Task set:
1 - In the car battery forum thread, why had the trickle charger not been working?
2 - Continue the car battery forum thread from its last post onward.

Text shown:

I know you might think this is crazy, but if it were my car, I'd replace the battery again. You could have gotten another bad battery. It costs around $70, and I'd go for the highest amperage unit you could get. Check out your alternator again too. Bad alternators can take out batteries. The battery in my 03 santa fe is eight years old now and still going strong, so I can see how frustrated you must be.
 
#22 ·
Hi
The recovery service came out and tested the battery again, found it was faulty. Fortunately it was still under warranty so they took it away and got a replacement. Also found I'd blown the fuse in my trickle charger which is why it wasn't working.
Hopefully the new battery will see us through this winter without any problems, I'll try and keep it topped up with the charger too.
 
#23 ·
Check the wiring between the alternator and the battery and specifically look and see if there is any sign of over heating on any joints on my Terracan with similar problems I have found a burnt heavy dity joint in the area of the air filter which takes power from alternator through a connector to the main loom. As I am out of warranty I am seeking to have this joiint and surrounding 110amp wiring repaired.

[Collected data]
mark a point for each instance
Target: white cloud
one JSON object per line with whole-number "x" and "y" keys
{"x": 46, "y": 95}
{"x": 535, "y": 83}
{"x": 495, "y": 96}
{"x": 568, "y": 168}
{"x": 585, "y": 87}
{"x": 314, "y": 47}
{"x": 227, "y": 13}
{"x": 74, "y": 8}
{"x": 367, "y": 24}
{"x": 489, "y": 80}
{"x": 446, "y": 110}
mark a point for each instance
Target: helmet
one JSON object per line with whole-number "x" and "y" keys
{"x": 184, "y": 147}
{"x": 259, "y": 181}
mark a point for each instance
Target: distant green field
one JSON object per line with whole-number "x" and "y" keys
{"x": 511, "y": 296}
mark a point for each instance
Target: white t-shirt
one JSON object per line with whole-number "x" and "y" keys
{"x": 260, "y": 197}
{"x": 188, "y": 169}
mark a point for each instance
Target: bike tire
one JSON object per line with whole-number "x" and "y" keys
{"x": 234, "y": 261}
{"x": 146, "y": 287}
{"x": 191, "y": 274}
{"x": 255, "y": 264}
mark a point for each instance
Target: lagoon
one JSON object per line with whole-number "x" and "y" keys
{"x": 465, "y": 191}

* * *

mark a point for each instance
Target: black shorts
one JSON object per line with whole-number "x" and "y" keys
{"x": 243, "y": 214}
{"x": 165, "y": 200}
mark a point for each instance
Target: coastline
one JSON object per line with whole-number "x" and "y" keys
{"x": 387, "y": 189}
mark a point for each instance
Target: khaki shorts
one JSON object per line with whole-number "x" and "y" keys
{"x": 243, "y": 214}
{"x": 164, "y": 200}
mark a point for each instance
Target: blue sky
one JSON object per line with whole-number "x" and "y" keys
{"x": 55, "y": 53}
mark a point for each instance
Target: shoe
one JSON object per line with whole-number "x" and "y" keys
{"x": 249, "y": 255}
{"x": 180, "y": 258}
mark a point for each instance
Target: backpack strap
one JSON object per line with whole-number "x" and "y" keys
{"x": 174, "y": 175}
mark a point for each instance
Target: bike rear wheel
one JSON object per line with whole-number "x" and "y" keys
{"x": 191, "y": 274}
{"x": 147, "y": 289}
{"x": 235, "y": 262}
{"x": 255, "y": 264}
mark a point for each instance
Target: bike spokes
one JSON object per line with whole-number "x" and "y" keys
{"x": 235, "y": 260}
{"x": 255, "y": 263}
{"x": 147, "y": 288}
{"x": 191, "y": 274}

---

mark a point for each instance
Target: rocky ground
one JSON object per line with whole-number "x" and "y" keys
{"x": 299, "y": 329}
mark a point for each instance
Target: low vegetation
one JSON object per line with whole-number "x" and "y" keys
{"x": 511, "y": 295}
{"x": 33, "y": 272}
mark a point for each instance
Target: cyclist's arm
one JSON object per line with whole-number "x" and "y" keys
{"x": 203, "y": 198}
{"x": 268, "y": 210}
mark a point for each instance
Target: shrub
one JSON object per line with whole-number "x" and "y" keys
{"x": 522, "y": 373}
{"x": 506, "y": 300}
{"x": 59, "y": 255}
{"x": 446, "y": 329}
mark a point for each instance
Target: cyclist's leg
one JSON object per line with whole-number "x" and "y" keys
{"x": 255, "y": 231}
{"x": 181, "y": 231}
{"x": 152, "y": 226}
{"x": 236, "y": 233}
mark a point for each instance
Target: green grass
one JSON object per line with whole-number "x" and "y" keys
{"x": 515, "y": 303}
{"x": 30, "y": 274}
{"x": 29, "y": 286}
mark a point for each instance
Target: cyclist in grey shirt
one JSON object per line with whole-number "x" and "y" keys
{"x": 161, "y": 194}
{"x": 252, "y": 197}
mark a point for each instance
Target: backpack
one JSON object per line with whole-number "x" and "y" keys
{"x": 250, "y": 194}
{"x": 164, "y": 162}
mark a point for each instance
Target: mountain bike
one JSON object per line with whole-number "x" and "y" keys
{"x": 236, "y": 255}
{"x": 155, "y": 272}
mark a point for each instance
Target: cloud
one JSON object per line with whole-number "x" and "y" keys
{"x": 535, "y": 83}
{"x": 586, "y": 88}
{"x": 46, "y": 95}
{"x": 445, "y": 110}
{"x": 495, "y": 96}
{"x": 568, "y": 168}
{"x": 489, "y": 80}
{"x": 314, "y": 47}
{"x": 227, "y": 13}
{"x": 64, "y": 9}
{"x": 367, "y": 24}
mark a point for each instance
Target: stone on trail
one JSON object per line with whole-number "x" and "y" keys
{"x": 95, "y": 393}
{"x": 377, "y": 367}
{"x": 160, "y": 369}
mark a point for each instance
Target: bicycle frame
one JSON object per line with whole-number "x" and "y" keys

Task results:
1 - Its fuse had been blown.

2 -
Regards Barnabasb90
 
#24 ·
Just a question like that, what oil viscosity are you using in the UK? Is your car a diesel or petrol engine? I ask these questions because most manufacturers specify much thicker viscosities in other parts of the world than they do in north america. i.e. 5W-20. 10W-40 might be OK most of the time but with a weak battery at -6C, it could make the difference between your engine barely turning and actually starting.

Otherwise, would be nice if you could monitor your voltage with a ScanGauge and see if your regulator is intermittent or faulty like the recall I have on mine. See this thread for more details.

http://www.hyundai-forums.com/t56916-2010-...-alternator.htm

Finally, I'm not an electrician but I was thought that the last thing you want in your car is aftermarket power accessories, alarm systems and remote starters installed by 16 year old drop outs. Recipe for trouble if you ask me.
 
#25 ·
Battery or Alternator problems check list.

With a volt meter check the battery voltage in the morning without the vehicle running. Voltage should be around 12 volt. Then check with vehicle running. Voltage should be 13.8 to 14.2 at the battery post.

If voltage at battery is lower than 13.8 check voltage at alternator. If this voltage is higher than at the battery it is a sign that you have dirty connections. (Note: The regulator sees voltage at the alternator and not at the battery and sets the control bases on alternator voltage.) Clean up the connections and retest.

Also check for voltage drop from battery post to battery clamp. (Set voltage scale to 2 volt for this test) Any voltage reading here is a sign that the terminal is dirty. Do both the positive and negative terminals. Clean terminals with baking soda and water first and then use a wire brush carefully to clean up internal of clamp and outside of post.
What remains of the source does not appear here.